Если профессор Варнек не мог или не желал нам, медикам, дать ничего полезного по своим наукам, то от профессора Щуровского, читавшего нам минералогию, мы ничего и требовать не могли. Как ему, не врачу, было знать, что нам нужно в его науке? Поэтому он и преподавал ее, как институткам, в элементарной форме: все лекции по минералогии умещались на четырех писаных листах и разве только напоминали нам об имени и существовании науки, не научивши распознать кварца от шпата. Правда, что лекции читались нам в минералогической аудитории, где в витринах хранились минераллы, но знакомство с ними для нас ограничивалось созерцанием издали тех, о которых повествовал профессор с кафедры, держа в руках. Потом они путешествовали, передаваемые профессором, и по рукам студентов, но к большинству их попадали уже тогда, когда за последовавшим чтением о других забывалось или перемешивалось называние первых. Беря у соседа минералл, спросишь, бывало: как название? “А чорт его знает”. Такой ответ, по крайней мере, не вводил в ошибку. Очевидно, наука эта значилась в программе факультета для полноты естествоведения, признанного необходимым для врача; в действительности же считалась ни на что для него не нужною. Так как микроскопическая анатомия нам не читалась, то и кристаллография даже ни начто не годилась.

За то впоследствии приходилось не мало жалеть о незнакомстве с геологией. Для врача, повторяю свое убеждение, нет науки лишней, такой, которая ему не пригодилась бы, мало того, знание которой не потребовалось бы от него в профессиональном деле. Гигиена, о которой в наше время и слышно не было, не мыслима без основательного знания всех естественных наук. Как же толковать о гигиене человека, не имея понятия о составе и строении планеты, на которой он живет. От того-то, когда возник спрос на эту науку и на ее приложение к жизни, русские врачи и оказались застигнутыми в расплох. Первым пришлось наткнуться на гигиену военным врачам12, от которых потребовалось, между прочим, составление топографии местностей расквартирования войск, в интересах здоровья последних. Пришлось, поэтому, узнать, что есть наука, называемая геологией, пришлось вспомнить и о минералогии. Но доучиваться приходилось слишком многому, почему и результат доучивания оказывался не важным, тем более, что и средств для этого, даже при желании, не хватало у военного врача. Впрочем, что касается геологии, то она в настоящее время явилась обязательным предметом для студентов военно-медицинской академии; тоже ли и в университетах, не знаю.

• [Исходные данные]
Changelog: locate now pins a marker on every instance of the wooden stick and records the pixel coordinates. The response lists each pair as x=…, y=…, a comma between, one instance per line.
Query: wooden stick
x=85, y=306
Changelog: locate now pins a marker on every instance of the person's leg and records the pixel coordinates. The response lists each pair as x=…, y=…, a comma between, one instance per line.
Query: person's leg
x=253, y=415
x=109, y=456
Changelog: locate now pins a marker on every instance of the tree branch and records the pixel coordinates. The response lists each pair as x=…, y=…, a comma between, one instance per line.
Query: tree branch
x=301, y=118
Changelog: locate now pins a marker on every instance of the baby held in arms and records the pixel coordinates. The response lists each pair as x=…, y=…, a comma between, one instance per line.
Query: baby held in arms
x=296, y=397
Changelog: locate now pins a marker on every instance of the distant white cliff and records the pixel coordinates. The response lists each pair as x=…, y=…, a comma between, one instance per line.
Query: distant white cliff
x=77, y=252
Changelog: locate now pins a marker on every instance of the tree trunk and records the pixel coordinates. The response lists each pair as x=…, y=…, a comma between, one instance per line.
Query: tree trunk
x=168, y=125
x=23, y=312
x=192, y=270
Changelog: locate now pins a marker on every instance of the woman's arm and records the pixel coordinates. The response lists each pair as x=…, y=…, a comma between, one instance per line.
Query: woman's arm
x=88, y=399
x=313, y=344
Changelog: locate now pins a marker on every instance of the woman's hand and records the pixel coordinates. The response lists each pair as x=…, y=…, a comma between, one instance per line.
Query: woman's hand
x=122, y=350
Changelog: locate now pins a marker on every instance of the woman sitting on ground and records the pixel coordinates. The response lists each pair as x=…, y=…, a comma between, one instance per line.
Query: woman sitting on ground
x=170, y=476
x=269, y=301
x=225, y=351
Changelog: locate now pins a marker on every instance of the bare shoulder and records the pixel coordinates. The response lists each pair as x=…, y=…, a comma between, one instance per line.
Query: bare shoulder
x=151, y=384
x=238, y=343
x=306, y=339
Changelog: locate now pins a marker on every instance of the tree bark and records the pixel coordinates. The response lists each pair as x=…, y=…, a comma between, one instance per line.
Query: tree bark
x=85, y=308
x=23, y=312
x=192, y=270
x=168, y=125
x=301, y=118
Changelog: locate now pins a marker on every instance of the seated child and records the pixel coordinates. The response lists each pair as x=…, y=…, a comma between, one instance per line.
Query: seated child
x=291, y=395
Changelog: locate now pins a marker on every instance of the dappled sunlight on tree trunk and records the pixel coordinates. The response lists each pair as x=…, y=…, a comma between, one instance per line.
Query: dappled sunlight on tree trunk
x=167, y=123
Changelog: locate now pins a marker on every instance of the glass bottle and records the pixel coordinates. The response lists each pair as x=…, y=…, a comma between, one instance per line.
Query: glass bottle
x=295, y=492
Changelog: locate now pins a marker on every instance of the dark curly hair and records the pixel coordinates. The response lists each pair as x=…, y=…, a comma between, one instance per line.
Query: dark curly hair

• [Что нужно сделать]
1: Сколько писаных листов, по словам автора отрывка о преподавании минералогии медикам, занимали все лекции профессора Щуровского?
2: Допишите отрывок о преподавании минералогии и геологии будущим врачам, продолжив его после последнего предложения.

• [Ответы]
1: Все лекции по минералогии умещались на четырех писаных листах.

2:
Физику читал профессор Спасский – высокий и худощавый субъект, казавшийся еще выше от контраста с его маленьким лаборантом, Мазингом, присутствовавшим на кафедре; при физических опытах, до которых профессор был, как говорится, охотник смертный, но с горькою участью. Опыты эти большею частию компрометировались какою либо неожиданною неудачею, что собственно и потешало студентов, называвших почему-то профессора Фаустом, а его ассистента – Мефистофелем. Эти клички достались нам от наших предшественников.

Физика читалась без математических доказательств, а о приложении ее к изучению физиологии и не упоминалось. В то время господствования в этой науке у нас жизненной силы, о медицинской физике, как особой науке, явившейся в последнее время, и не подозревали. Правда, что строго математические доказательства в физике были для многих и весьма, пожалуй, многих из нас в то время не по силам. Но не хотелось иным из нас удовлетворяться физическими, ребяческими, фокусами, а потому приходилось потеть над единственною, доступною тогда бедным студентам, физикою Ленца, в русском переводе. Профессор мог бы уменьшить для нас это безполезное, излишнее потение. Между тем, профессор Спасский, о котором студенты слышали, как о страстном, если и не умелом, игроке на биллиарде, более половины курса держал нас на упругости тел, к которой и приурочивал свои плохо удававшиеся опыты. Впрочем профессор, может быть думал, что готовит не медиков, а трактирных маркеров. Он, пожалуй, и мог быть прав, в инстинктивном предведении, что русскому врачу впоследствии, за переполнением сословия, придется жить самыми разнообразными художествами.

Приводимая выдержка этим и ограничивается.